Document section:
··········
I can't really fathom the fact that I am no longer studying. I have yet to decide what to do with my future. Should I continue learning on a higher level? If so, where should I go? Thinking about all the costs for me to continue studying is really discouraging me. But I really do want to. Some say go get myself a job first. Get your own money and then continue. But I have the feeling that once I'm working, I won't have the same drive to study anymore.
Option number two, start working. Be the greatest teacher that I can ever be. But to do that I would have to wait to be placed in a school that I have no idea about. And that scares me too.
I did got an offer to teach. But that would mean that I would have to live in Shah Alam, but my housemates and I have decided to let go of our place. And I really do need to learn how to drive so that I will get my own driving license so that I won't be much of a trouble to others. I know some of them don't mind, but I really do feel bad.
All this has been inside my head lately. But that is not all there is in there. I'm thinking about my parents and their health. They are not as strong as they used to be. Living here with them not earning money is making me feel like such a burden. And seeing most of my friends already filling their own pockets is such a pressure. some have even started their own little family while I'm here alone and single.
Like the words in the famous Disney animated movie Tangled, "When will my life begin?"
As for now, all I am able to do is wait patiently and figure out what the next step is. I can only pray that things will fall into place.
··········
Tasks to carry out:
#1 Copy the passage of the blog post from "I did got an" to "alone and single.".
#2 According to the blog post, where would the writer have to live to accept the teaching offer?
··········
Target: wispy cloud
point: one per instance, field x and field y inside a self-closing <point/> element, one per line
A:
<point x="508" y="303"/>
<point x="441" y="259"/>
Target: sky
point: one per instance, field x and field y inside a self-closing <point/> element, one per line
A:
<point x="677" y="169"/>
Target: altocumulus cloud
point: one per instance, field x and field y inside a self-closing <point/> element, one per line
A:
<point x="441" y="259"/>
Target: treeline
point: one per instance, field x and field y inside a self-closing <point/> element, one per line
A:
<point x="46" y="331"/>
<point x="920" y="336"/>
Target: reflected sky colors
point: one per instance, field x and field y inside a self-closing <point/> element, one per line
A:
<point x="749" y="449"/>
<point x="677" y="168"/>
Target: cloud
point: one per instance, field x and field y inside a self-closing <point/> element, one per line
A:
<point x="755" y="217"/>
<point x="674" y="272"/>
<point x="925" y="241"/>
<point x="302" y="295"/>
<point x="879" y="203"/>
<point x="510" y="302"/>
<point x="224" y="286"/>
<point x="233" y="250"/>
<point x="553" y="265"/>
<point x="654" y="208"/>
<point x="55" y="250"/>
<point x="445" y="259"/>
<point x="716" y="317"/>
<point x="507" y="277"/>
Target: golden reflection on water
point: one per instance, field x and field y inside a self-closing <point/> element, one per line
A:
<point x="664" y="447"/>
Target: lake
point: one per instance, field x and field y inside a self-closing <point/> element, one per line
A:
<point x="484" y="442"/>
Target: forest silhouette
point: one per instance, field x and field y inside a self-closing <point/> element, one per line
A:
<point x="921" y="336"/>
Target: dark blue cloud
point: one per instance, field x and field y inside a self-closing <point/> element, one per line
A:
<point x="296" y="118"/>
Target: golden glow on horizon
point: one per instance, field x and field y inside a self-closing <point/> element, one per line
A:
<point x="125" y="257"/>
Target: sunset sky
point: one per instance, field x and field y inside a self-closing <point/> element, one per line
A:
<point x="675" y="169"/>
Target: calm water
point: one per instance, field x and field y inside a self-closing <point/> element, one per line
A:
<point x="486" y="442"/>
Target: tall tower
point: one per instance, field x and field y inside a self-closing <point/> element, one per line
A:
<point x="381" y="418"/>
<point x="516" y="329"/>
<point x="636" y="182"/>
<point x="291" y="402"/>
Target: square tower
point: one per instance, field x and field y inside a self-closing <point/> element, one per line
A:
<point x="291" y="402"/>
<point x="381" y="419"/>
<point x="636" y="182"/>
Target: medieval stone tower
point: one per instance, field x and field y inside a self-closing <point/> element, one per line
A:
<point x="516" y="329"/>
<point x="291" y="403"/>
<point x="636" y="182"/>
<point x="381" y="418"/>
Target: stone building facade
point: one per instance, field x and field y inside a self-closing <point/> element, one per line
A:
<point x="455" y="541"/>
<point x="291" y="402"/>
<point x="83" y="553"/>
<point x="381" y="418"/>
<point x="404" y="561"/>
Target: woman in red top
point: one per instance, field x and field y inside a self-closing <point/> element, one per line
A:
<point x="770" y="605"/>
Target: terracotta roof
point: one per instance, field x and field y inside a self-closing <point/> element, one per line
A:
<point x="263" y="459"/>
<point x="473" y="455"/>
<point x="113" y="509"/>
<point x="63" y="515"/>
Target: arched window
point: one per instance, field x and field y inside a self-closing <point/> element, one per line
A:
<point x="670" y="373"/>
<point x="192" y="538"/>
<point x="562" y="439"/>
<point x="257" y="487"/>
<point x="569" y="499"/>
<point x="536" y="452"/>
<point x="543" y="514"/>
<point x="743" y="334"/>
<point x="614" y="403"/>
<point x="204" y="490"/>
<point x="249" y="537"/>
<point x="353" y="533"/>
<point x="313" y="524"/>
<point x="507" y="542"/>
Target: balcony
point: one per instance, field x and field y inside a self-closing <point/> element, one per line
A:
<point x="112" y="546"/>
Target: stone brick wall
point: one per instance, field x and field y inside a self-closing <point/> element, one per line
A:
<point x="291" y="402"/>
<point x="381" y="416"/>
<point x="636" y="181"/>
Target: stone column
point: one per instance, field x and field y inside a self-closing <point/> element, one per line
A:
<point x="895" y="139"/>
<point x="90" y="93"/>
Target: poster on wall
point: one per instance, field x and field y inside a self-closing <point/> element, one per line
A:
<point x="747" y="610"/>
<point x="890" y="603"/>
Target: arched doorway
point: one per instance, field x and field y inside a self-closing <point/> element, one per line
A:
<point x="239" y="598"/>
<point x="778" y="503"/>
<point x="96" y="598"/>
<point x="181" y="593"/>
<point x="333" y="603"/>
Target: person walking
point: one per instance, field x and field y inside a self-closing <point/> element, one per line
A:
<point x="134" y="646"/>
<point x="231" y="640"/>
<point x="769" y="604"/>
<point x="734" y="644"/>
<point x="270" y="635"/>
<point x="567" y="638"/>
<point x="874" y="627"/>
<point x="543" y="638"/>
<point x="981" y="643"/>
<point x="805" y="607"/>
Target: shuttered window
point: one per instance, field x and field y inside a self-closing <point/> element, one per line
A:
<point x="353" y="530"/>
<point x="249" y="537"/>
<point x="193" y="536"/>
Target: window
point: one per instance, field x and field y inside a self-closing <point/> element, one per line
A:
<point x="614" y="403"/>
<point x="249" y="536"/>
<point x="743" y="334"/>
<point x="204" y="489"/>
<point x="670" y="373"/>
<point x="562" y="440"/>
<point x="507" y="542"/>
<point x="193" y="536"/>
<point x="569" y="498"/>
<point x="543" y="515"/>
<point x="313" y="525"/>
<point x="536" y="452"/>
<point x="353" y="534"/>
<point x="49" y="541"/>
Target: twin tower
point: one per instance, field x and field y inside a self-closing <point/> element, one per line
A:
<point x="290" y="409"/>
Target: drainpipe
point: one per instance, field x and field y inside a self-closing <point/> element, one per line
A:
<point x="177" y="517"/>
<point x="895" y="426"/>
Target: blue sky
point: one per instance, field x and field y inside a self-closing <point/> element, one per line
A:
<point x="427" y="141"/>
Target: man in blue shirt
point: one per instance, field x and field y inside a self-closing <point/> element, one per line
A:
··········
Solutions for each task:
#1
I did got an offer to teach. But that would mean that I would have to live in Shah Alam, but my housemates and I have decided to let go of our place. And I really do need to learn how to drive so that I will get my own driving license so that I won't be much of a trouble to others. I know some of them don't mind, but I really do feel bad.
All this has been inside my head lately. But that is not all there is in there. I'm thinking about my parents and their health. They are not as strong as they used to be. Living here with them not earning money is making me feel like such a burden. And seeing most of my friends already filling their own pockets is such a pressure. some have even started their own little family while I'm here alone and single.

#2 Shah Alam.